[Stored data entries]
== Segment start ==

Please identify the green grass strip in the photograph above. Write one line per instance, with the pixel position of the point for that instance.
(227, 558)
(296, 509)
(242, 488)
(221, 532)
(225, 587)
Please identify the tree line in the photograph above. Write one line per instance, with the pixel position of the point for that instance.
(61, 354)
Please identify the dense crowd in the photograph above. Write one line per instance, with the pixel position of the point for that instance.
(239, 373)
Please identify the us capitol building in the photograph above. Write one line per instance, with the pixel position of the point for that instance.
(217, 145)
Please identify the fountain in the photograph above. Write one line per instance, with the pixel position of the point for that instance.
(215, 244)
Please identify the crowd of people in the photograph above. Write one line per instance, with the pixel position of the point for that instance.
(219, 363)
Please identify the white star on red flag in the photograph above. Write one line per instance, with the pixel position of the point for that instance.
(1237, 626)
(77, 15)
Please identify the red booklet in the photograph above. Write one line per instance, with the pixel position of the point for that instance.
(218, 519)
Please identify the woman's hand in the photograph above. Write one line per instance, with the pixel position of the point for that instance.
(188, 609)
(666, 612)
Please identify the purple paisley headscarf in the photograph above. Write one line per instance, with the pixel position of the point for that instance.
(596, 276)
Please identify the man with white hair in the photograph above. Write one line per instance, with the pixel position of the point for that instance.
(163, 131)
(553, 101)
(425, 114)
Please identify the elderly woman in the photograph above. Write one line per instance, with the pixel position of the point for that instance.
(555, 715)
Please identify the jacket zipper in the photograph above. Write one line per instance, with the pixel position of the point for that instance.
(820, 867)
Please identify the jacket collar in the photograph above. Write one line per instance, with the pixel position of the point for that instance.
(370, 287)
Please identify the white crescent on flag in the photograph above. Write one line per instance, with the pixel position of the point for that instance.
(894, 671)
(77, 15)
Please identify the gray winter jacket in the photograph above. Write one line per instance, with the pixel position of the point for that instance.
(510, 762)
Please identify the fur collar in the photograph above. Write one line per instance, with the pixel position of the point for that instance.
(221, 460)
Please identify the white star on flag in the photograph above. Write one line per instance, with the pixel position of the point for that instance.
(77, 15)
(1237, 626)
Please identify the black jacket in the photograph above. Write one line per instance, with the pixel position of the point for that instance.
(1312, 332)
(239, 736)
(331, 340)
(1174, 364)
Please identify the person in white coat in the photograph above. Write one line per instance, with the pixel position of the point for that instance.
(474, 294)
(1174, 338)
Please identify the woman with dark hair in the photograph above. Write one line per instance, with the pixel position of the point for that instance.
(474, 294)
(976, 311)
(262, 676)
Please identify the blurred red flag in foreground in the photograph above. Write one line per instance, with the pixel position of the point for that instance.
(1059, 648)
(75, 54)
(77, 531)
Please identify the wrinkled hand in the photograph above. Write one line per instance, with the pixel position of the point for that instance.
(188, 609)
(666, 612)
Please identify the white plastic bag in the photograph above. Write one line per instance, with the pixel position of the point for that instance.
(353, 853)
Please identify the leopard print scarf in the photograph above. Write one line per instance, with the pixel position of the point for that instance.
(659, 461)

== Segment end ==

### WORK TO COMPLETE
Word for word, give back the data shown above.

### COMPLETED EXERCISE
Please identify the green grass strip in the photograph above. Write one line per instance, with the pixel position of the point for that instance.
(227, 558)
(296, 509)
(242, 488)
(221, 532)
(225, 587)
Please identify the tree line in the photograph above. Write one line per instance, with the pixel position of the point for that instance.
(61, 354)
Please identify the dense crowd in the photograph above. Write one line per instance, with the pixel position of the point for that instance.
(239, 373)
Please identify the us capitol building in the photograph above. Write one line per instance, with the pixel position of the point for that instance.
(217, 145)
Please identify the fountain in the photograph above. Write one line per instance, with the pixel position of the point for that instance.
(215, 244)
Please identify the crowd of people in the photograph above. Write one line per instance, with the pixel position of the point for that instance.
(219, 363)
Please identify the white star on red flag in the photograph above. Write one line per instance, with the pixel position of the point for that instance.
(1237, 626)
(77, 15)
Please identify the red booklet in the photograph above. Write one line per instance, with the pixel position of the point for that instance.
(218, 519)
Please identify the woman's hand in the photograph above. Write one line per instance, with the pixel position of the point for that instance.
(188, 609)
(666, 612)
Please identify the purple paisley headscarf in the photograph above. Write one line per instance, with the pixel position of the point for that instance.
(596, 276)
Please identify the man with white hair in the photograph above. Write one line per instance, with the pixel position of the point for that instance.
(163, 131)
(553, 101)
(425, 114)
Please identify the elderly woman in the photograph above. Write one line per instance, with the pixel position of the point for that instance.
(555, 715)
Please identify the jacket zipper in the photograph above. Write one line per instance, with the pixel position of the point for that instance.
(820, 867)
Please identify the jacket collar in the photograph above. Write one line per instance, with the pixel position of the point for that instance.
(370, 287)
Please identify the white crescent on flag in the photograph above. Write one line per instance, with the pixel position of the point for that instance.
(894, 671)
(77, 15)
Please identify the gray winter jacket in the photograph above. Write one line per instance, with the pixel position of the point for that instance.
(510, 762)
Please identify the fur collar in the photograph above. Write one line per instance, with the pixel position of the point for that instance.
(221, 460)
Please identify the white star on flag in the photograph above. Write one line per instance, with the pixel position of the point for that instance.
(77, 15)
(1237, 626)
Please identify the black jacket in the photograph above. Write one line per instance, with the pixel position of the point for that instance.
(1312, 332)
(239, 736)
(331, 340)
(1174, 364)
Please identify the person in white coat in the photograph above. Write one line per instance, with the pixel position of the point for that instance.
(474, 294)
(1174, 338)
Please identify the woman with dark hair in the photograph above. Write one line per instance, with the pixel position of the point for that instance.
(474, 294)
(976, 311)
(262, 676)
Please identify the blurred red flag in foreground in the photograph above. Write one line per instance, with the pixel position of the point for that instance.
(1059, 648)
(75, 54)
(77, 531)
Please identify the wrinkled hand in the photograph above. Write one line per instance, with the pixel position of the point for that instance.
(188, 609)
(666, 612)
Please identify the white plastic bag in the photograph above. Write one line per instance, with the pixel position of the point for that instance.
(353, 853)
Please identify the leopard print scarf in the photograph above. Write one line per instance, with the pixel position of the point for that instance.
(659, 461)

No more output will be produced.